((
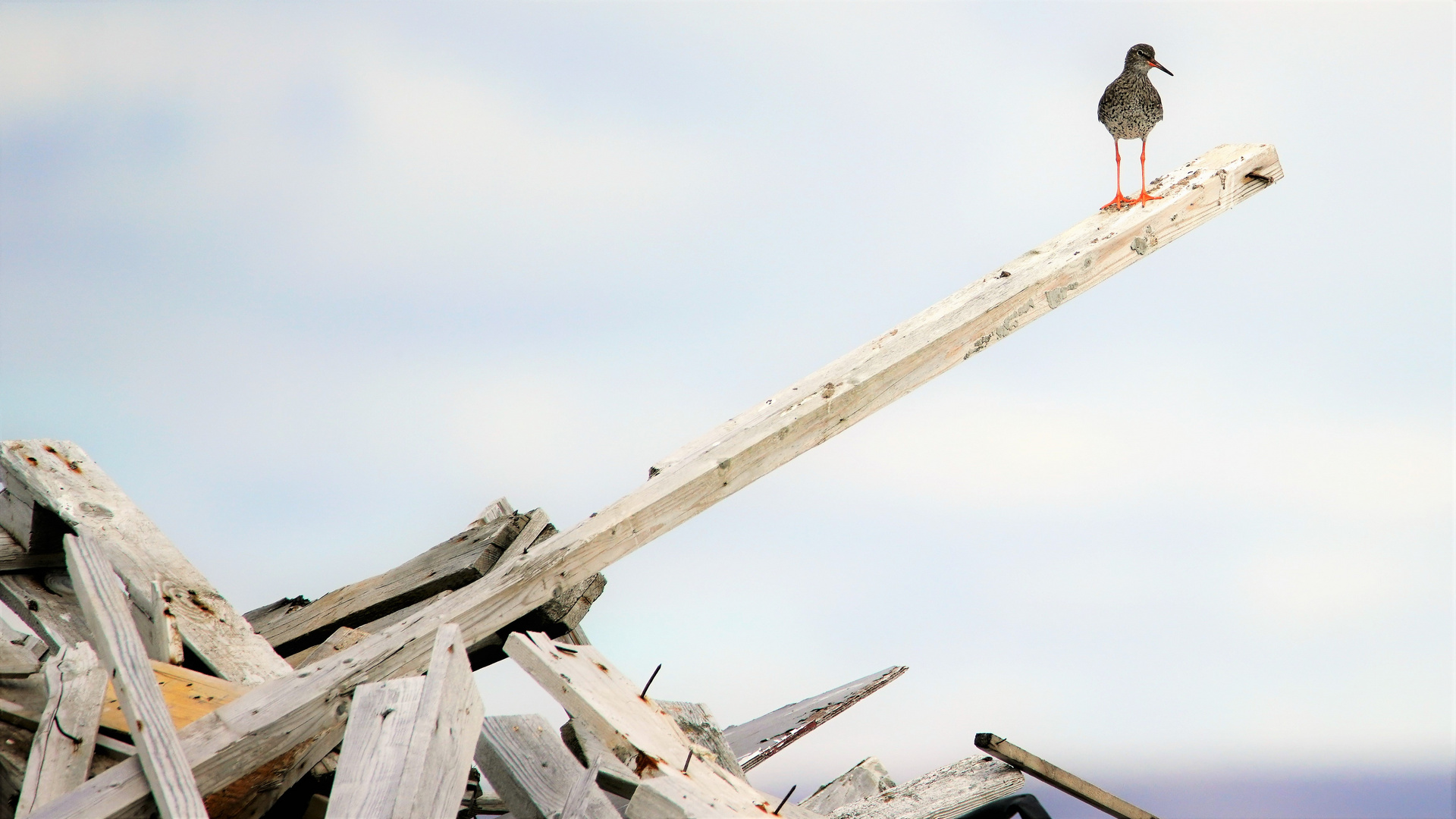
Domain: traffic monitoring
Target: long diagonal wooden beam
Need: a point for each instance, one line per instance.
(240, 736)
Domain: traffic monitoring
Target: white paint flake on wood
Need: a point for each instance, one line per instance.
(452, 564)
(530, 768)
(248, 733)
(864, 780)
(770, 733)
(533, 528)
(641, 733)
(375, 745)
(498, 507)
(944, 793)
(1056, 777)
(61, 477)
(52, 614)
(66, 735)
(446, 730)
(120, 648)
(699, 725)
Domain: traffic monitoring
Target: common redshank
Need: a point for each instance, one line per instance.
(1130, 107)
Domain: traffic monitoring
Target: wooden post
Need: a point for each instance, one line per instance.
(162, 758)
(61, 479)
(699, 725)
(530, 768)
(410, 754)
(944, 793)
(66, 733)
(446, 730)
(865, 780)
(452, 564)
(243, 735)
(635, 729)
(1056, 777)
(375, 745)
(764, 736)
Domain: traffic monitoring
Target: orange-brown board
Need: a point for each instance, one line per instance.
(190, 695)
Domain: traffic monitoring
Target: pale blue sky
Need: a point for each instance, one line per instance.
(318, 281)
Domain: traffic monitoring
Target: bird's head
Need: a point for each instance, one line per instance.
(1141, 57)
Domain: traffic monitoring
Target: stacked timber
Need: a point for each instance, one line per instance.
(130, 687)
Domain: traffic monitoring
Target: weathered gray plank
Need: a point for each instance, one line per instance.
(498, 507)
(30, 719)
(446, 729)
(31, 645)
(535, 525)
(61, 479)
(530, 768)
(109, 617)
(1056, 777)
(940, 795)
(452, 564)
(15, 745)
(612, 774)
(585, 684)
(264, 618)
(158, 624)
(375, 745)
(53, 614)
(17, 661)
(240, 736)
(770, 733)
(66, 738)
(699, 725)
(864, 780)
(337, 642)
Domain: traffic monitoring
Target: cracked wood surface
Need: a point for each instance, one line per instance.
(108, 614)
(944, 793)
(61, 479)
(66, 733)
(449, 566)
(532, 770)
(677, 777)
(240, 736)
(1056, 777)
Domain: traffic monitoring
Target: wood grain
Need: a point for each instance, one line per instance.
(55, 617)
(188, 695)
(639, 732)
(865, 780)
(701, 727)
(944, 793)
(240, 736)
(375, 746)
(61, 477)
(530, 768)
(764, 736)
(1056, 777)
(446, 729)
(452, 564)
(108, 614)
(66, 735)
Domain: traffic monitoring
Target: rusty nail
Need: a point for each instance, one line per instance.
(785, 800)
(650, 679)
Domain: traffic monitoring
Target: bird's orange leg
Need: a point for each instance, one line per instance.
(1144, 197)
(1119, 199)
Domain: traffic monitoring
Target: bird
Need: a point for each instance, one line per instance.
(1130, 107)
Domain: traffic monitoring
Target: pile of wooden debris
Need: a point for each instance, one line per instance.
(140, 689)
(123, 598)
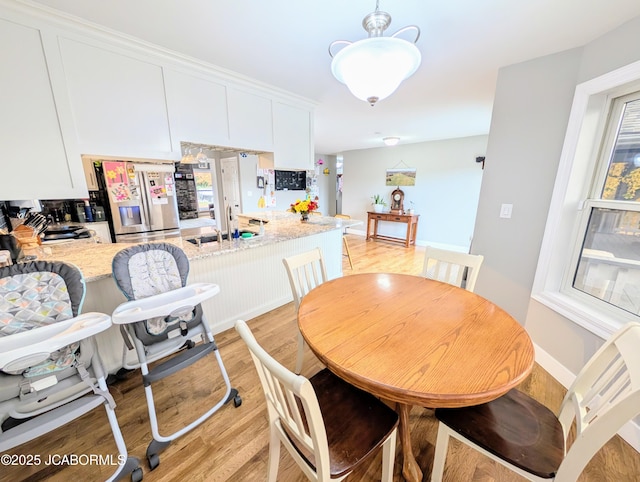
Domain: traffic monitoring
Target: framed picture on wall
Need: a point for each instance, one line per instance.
(404, 176)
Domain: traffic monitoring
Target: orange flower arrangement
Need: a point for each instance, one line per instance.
(303, 207)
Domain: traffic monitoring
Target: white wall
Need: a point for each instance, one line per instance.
(531, 108)
(445, 195)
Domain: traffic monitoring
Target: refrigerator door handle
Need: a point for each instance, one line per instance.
(146, 201)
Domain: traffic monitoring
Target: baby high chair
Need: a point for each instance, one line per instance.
(50, 372)
(163, 317)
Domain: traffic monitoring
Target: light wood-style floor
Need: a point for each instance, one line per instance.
(233, 444)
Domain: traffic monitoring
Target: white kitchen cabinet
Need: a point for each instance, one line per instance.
(197, 109)
(250, 120)
(36, 163)
(117, 100)
(292, 139)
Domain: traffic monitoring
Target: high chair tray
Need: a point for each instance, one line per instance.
(163, 304)
(46, 339)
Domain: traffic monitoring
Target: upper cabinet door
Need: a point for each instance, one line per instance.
(117, 100)
(34, 157)
(250, 120)
(292, 137)
(197, 109)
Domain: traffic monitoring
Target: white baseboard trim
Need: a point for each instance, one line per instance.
(630, 432)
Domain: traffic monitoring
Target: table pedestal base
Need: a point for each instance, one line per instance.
(410, 468)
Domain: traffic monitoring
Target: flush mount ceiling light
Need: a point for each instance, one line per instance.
(374, 67)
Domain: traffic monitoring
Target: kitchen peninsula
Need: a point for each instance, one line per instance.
(250, 272)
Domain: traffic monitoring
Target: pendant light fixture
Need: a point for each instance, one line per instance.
(374, 67)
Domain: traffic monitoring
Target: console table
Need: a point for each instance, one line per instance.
(411, 220)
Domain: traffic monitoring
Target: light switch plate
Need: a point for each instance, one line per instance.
(505, 211)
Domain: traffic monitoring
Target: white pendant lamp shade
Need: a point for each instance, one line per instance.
(373, 68)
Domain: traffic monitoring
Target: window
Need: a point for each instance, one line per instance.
(608, 267)
(589, 265)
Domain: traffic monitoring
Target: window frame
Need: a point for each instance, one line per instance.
(579, 173)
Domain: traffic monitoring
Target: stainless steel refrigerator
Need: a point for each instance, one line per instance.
(142, 199)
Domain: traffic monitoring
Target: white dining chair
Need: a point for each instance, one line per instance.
(526, 437)
(451, 266)
(328, 426)
(306, 271)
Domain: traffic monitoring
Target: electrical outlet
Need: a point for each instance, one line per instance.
(505, 211)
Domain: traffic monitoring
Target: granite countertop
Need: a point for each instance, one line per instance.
(95, 259)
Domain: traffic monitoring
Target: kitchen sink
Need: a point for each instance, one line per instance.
(214, 237)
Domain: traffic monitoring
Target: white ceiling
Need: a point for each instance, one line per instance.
(285, 43)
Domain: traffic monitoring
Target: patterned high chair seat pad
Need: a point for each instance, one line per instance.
(149, 269)
(37, 294)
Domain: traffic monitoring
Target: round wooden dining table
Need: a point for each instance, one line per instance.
(415, 341)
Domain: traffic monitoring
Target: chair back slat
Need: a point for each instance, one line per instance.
(306, 271)
(604, 396)
(290, 399)
(451, 267)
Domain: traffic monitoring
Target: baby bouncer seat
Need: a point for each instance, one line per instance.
(50, 371)
(164, 316)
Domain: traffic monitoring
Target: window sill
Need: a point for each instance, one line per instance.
(598, 322)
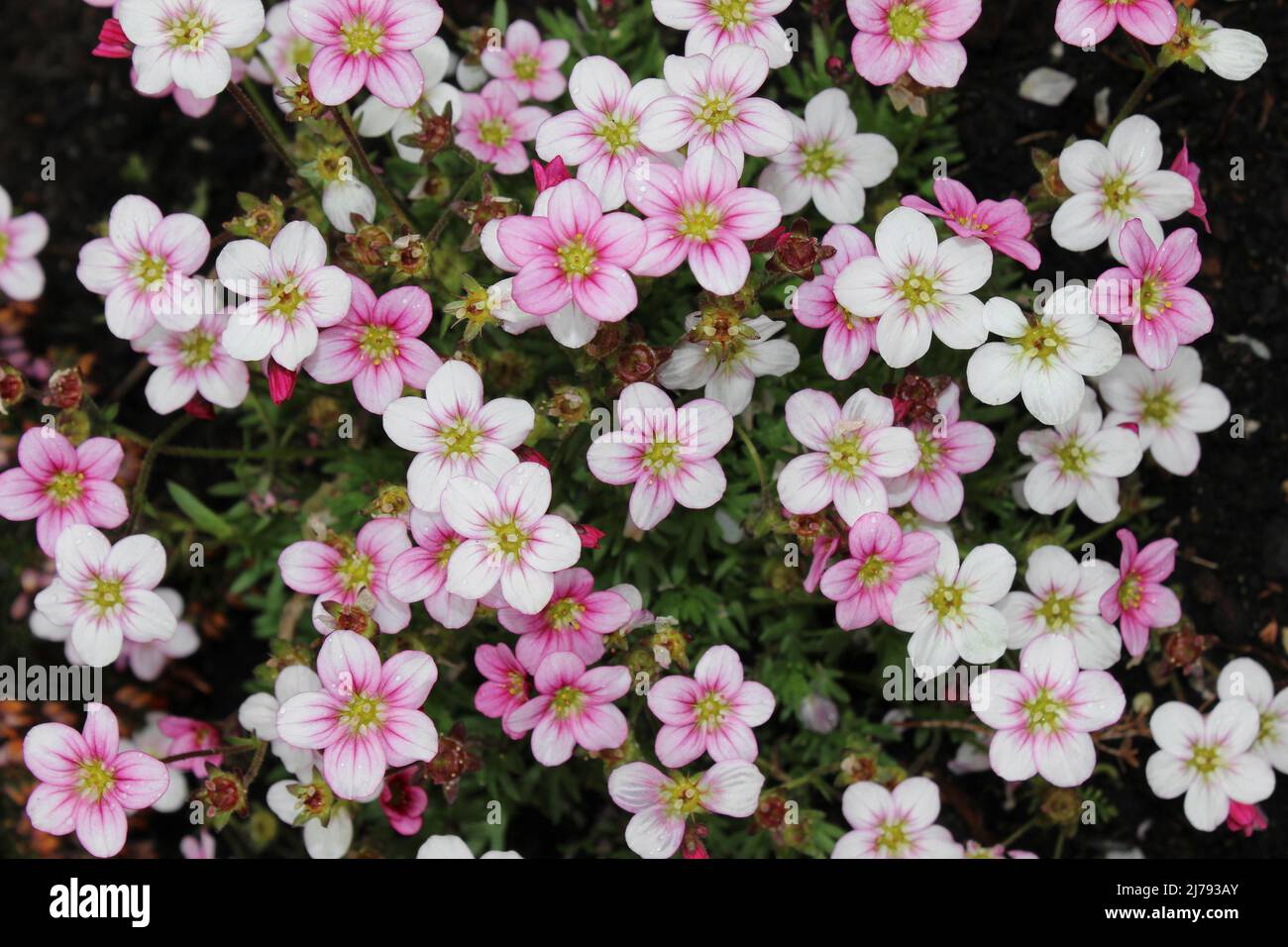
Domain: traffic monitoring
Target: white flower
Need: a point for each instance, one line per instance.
(949, 609)
(1170, 407)
(1116, 183)
(1207, 759)
(915, 286)
(730, 381)
(828, 161)
(1044, 360)
(1064, 599)
(1080, 460)
(1243, 678)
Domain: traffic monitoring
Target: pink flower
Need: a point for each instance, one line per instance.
(340, 573)
(1044, 712)
(86, 784)
(914, 37)
(848, 339)
(883, 558)
(403, 802)
(21, 239)
(291, 294)
(850, 450)
(104, 592)
(377, 347)
(527, 64)
(576, 618)
(188, 736)
(366, 43)
(600, 136)
(1189, 170)
(1150, 294)
(193, 363)
(133, 264)
(661, 805)
(668, 454)
(185, 43)
(493, 128)
(366, 716)
(1138, 600)
(715, 26)
(699, 214)
(894, 825)
(711, 106)
(510, 540)
(455, 433)
(420, 574)
(712, 711)
(949, 447)
(1004, 226)
(1086, 22)
(505, 688)
(58, 484)
(575, 254)
(572, 707)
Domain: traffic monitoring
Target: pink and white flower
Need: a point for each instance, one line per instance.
(377, 346)
(493, 128)
(711, 27)
(601, 134)
(366, 716)
(142, 256)
(883, 558)
(1063, 599)
(59, 486)
(1209, 759)
(951, 611)
(949, 447)
(849, 339)
(21, 239)
(185, 43)
(1138, 600)
(1043, 360)
(342, 571)
(828, 161)
(917, 286)
(699, 214)
(1168, 407)
(572, 707)
(1044, 714)
(661, 805)
(713, 711)
(1087, 22)
(575, 254)
(1080, 462)
(1003, 224)
(1150, 294)
(291, 295)
(366, 43)
(894, 825)
(510, 541)
(456, 433)
(712, 105)
(86, 783)
(669, 454)
(919, 38)
(527, 64)
(1115, 183)
(850, 450)
(576, 620)
(104, 592)
(506, 686)
(193, 363)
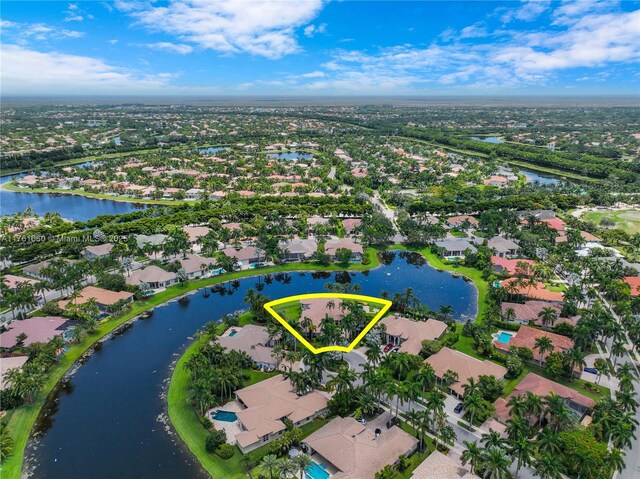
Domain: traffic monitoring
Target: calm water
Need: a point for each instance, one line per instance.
))
▶ DIRECTIONS
An exact copy is needed of the lines from the start of the listing through the line with "Target: bird's head", both end lines included and pictures excluded.

▶ YOUR RESPONSE
Domain: traffic monitoring
Target: long diagonal wooden beam
Need: a point for each instance, one line per instance.
(240, 736)
Domain: traffic monitoring
Target: white paint flake on wood
Need: a point for each instance, one line per instance.
(452, 564)
(530, 768)
(248, 733)
(864, 780)
(770, 733)
(533, 528)
(641, 733)
(375, 745)
(498, 507)
(944, 793)
(1056, 777)
(61, 477)
(52, 614)
(66, 735)
(446, 730)
(120, 648)
(699, 725)
Domain: traffic monitoring
Target: common redshank
Need: a point for each instance, one line per instance.
(1130, 107)
Domain: traffic monitoring
Target: wooden post
Need: a point for each instance, one line per instance.
(162, 758)
(61, 479)
(699, 725)
(530, 768)
(410, 754)
(944, 793)
(66, 733)
(446, 730)
(865, 780)
(452, 564)
(243, 735)
(635, 729)
(1056, 777)
(375, 745)
(764, 736)
Domain: traffic monitoring
Target: orange-brown board
Need: a point for each instance, one line per instance.
(190, 695)
Domain: traffic monitoring
Target: pale blue sky
Need: a point for each instance, one line per instance.
(318, 281)
Domain: traffic monitoring
Target: bird's head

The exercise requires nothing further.